Closing, opening, and centering
In closing diphthongs, the second element is more close than the first (e.g. IPA: [ai]); in opening diphthongs, the second element is more open (e.g. IPA: [ia]). Closing diphthongs tend to be falling (IPA: [ai̯]), and opening diphthongs are generally rising (IPA: [i̯a]), as open vowels are more sonorous and therefore tend to be more prominent. However, exceptions to this rule are not rare in the world's languages. In Finnish, for instance, the opening diphthongs IPA: /ie̯/ and IPA: /uo̯/ are true falling diphthongs, since they begin louder and with higher pitch and fall in prominence during the diphthong.
A third, rare type of diphthong that is neither opening nor closing is height-harmonic diphthongs, with both elements at the same vowel height. These were particularly characteristic of Old English, which had diphthongs such as IPA: /æɑ̯/, IPA: /eo̯/.
A centering diphthong is one that begins with a more peripheral vowel and ends with a more central one, such as IPA: [ɪə̯], IPA: [ɛə̯], and IPA: [ʊə̯] in Received Pronunciation or IPA: [iə̯] and IPA: [uə̯] in Irish. Many centering diphthongs are also opening diphthongs (IPA: [iə̯], IPA: [uə̯]).
==============================
**TASKS TO COMPLETE:**
1. In the passage on diphthongs, which language is said to have been particularly characterized by height-harmonic diphthongs?
2. Retype the passage on diphthongs, starting at "Closing, opening, and" and ending at "during the diphthong.".
3. Continue the passage on diphthongs from its last sentence.
==============================
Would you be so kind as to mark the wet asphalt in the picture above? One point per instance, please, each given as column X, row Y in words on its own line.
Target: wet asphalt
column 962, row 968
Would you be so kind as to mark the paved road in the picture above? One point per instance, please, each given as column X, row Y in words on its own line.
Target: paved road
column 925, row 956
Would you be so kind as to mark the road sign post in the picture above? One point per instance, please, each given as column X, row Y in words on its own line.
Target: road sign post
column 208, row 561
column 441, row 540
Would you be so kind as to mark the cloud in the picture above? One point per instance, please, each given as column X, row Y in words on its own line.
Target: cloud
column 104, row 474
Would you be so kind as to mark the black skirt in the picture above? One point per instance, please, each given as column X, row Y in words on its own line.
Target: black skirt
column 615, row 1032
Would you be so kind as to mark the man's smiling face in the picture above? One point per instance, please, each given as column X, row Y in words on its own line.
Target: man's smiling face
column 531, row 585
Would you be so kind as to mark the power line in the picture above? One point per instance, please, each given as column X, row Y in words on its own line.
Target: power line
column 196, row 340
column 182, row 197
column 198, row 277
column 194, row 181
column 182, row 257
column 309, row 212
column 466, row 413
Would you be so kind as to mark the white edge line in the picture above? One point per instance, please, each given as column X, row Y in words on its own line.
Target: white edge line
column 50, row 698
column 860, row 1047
==============================
**WRITTEN ANSWERS:**
1. Old English

2.
Closing, opening, and centering
In closing diphthongs, the second element is more close than the first (e.g. IPA: [ai]); in opening diphthongs, the second element is more open (e.g. IPA: [ia]). Closing diphthongs tend to be falling (IPA: [ai̯]), and opening diphthongs are generally rising (IPA: [i̯a]), as open vowels are more sonorous and therefore tend to be more prominent. However, exceptions to this rule are not rare in the world's languages. In Finnish, for instance, the opening diphthongs IPA: /ie̯/ and IPA: /uo̯/ are true falling diphthongs, since they begin louder and with higher pitch and fall in prominence during the diphthong.

3.
diphthongs may contrast in how far they open or close. For example, Samoan contrasts low-to-mid with low-to-high diphthongs:
Languages differ in the length of diphthongs, measured in terms of morae. In languages with phonemically short and long vowels, diphthongs typically behave like long vowels, and are pronounced with a similar length. In languages with only one phonemic length for pure vowels, however, diphthongs may be behave like pure vowels. For example, in Icelandic, both monophthongs and diphthongs are pronounced long before single consonants and short before most consonant clusters.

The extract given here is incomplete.